Aim: Will you update the rows from the line with "Question. Locate the wooden console" through the last row by changing "console table" to "side table" and leaving everything else as it is? Return only those lines.

Records for the exercise:

------------

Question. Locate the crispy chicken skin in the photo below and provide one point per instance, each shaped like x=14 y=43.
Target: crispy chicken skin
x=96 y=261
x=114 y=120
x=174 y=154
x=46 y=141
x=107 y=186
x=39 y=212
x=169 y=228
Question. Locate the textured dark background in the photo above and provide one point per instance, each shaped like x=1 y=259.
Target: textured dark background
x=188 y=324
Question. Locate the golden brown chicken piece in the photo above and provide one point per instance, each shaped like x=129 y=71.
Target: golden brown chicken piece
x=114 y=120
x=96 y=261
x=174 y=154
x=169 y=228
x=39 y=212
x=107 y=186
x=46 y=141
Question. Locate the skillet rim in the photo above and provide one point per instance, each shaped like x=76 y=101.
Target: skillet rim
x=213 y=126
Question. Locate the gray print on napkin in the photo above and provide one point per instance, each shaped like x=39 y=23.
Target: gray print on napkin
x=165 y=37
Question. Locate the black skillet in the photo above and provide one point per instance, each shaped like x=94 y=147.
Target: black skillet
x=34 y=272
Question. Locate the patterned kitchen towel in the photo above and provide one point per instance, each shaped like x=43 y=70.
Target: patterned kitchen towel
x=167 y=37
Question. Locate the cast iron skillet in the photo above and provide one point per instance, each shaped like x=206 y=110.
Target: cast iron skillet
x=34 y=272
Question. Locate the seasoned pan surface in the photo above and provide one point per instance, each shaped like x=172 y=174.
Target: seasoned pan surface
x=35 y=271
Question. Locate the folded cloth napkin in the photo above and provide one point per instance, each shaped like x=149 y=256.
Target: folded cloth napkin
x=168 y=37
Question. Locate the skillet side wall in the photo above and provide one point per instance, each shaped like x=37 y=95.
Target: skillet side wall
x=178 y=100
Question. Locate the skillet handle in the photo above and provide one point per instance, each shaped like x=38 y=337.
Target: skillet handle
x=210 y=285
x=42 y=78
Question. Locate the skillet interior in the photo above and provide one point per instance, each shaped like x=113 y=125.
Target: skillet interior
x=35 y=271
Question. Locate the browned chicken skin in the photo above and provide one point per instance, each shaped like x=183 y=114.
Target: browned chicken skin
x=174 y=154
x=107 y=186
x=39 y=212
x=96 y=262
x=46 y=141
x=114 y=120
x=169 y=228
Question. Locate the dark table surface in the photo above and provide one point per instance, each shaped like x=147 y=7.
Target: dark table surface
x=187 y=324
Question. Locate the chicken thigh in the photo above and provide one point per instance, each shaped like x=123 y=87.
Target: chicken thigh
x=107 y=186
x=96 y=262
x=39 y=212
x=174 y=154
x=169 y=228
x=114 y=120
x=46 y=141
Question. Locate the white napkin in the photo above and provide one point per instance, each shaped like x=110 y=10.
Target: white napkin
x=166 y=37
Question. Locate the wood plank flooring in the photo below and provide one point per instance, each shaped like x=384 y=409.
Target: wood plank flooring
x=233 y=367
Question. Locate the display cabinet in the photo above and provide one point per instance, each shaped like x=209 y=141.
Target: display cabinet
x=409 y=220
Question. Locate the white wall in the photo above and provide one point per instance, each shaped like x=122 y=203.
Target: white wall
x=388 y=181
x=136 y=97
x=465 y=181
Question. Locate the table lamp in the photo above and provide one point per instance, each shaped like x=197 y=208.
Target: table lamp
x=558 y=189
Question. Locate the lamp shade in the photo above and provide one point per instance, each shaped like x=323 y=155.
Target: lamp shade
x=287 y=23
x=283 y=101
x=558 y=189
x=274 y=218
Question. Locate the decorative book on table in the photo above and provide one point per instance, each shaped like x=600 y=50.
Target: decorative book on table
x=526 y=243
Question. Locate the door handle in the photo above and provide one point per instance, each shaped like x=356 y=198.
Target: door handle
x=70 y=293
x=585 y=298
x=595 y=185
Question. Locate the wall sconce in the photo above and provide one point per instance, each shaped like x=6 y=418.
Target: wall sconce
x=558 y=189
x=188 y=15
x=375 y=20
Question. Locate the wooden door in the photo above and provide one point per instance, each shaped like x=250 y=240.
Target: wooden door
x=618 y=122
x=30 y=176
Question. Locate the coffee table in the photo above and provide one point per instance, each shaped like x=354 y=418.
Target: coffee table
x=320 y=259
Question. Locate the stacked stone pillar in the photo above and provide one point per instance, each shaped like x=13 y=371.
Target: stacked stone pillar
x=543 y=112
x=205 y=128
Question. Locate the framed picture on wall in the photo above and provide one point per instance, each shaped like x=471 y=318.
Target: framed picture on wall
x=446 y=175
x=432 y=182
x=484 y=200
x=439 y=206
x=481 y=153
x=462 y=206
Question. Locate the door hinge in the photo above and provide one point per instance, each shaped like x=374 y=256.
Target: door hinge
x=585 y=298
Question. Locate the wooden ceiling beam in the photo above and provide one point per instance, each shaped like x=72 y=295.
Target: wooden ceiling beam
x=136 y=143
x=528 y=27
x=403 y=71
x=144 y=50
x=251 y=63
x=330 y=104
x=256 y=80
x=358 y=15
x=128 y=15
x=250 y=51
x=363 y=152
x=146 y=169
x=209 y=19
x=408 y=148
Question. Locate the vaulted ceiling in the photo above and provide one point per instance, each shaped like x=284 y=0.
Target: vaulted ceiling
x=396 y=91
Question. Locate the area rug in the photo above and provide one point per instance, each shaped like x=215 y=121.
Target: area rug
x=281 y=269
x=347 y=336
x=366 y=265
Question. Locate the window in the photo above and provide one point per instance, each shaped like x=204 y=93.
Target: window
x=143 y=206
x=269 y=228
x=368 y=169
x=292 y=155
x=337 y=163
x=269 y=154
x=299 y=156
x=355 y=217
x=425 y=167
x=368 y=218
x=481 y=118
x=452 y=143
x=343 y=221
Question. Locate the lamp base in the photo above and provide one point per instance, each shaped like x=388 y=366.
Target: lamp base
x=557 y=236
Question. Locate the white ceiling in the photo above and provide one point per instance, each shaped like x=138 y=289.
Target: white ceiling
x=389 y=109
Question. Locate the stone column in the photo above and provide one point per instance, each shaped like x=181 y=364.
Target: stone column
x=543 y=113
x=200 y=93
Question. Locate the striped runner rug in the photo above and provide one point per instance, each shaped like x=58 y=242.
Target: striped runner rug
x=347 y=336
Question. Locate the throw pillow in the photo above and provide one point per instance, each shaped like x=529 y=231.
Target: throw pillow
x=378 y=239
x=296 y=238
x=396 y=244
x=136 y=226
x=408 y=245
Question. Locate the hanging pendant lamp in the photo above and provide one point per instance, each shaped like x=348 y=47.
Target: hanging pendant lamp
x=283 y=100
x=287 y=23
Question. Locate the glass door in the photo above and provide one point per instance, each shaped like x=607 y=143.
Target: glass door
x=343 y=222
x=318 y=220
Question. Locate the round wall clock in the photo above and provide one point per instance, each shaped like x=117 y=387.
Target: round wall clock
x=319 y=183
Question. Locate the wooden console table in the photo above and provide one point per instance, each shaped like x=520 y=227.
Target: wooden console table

------------

Finished exercise:
Question. Locate the wooden side table in the photo above and provide one point per instance, each shaped like x=520 y=227.
Target: wooden side table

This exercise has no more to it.